● **Data extracts**
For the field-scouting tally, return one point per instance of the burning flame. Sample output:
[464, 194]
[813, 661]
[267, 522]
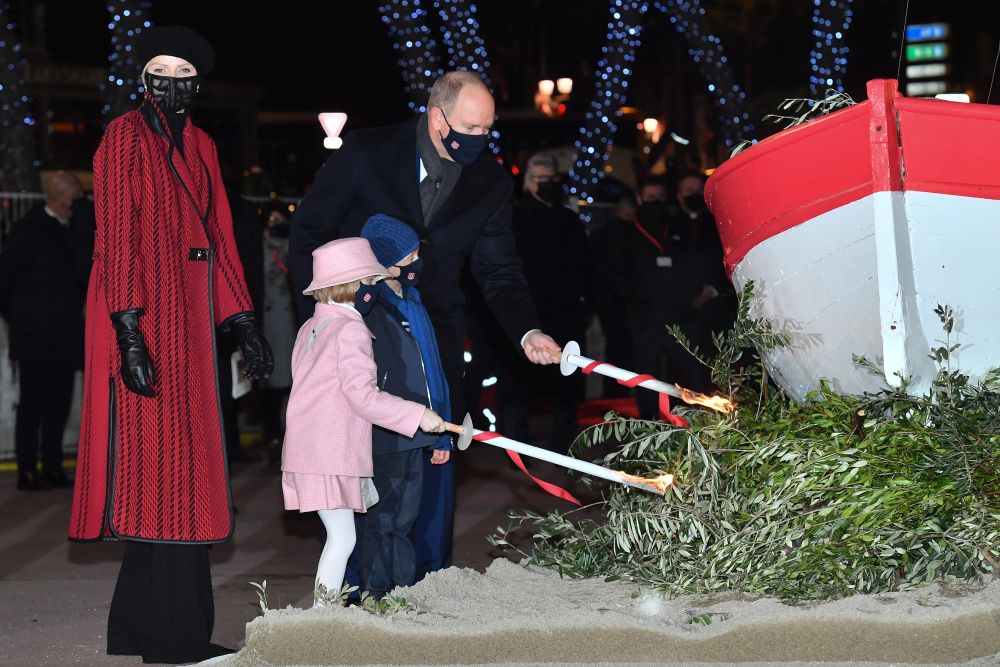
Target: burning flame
[661, 483]
[717, 403]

● **What you need to do**
Take every entry and repeat it verbatim, minus the pictures.

● **The answer**
For the field-scouting tally, return one point per instance of the burning flame. Sample output:
[464, 194]
[813, 661]
[267, 522]
Target: burning flame
[661, 483]
[717, 403]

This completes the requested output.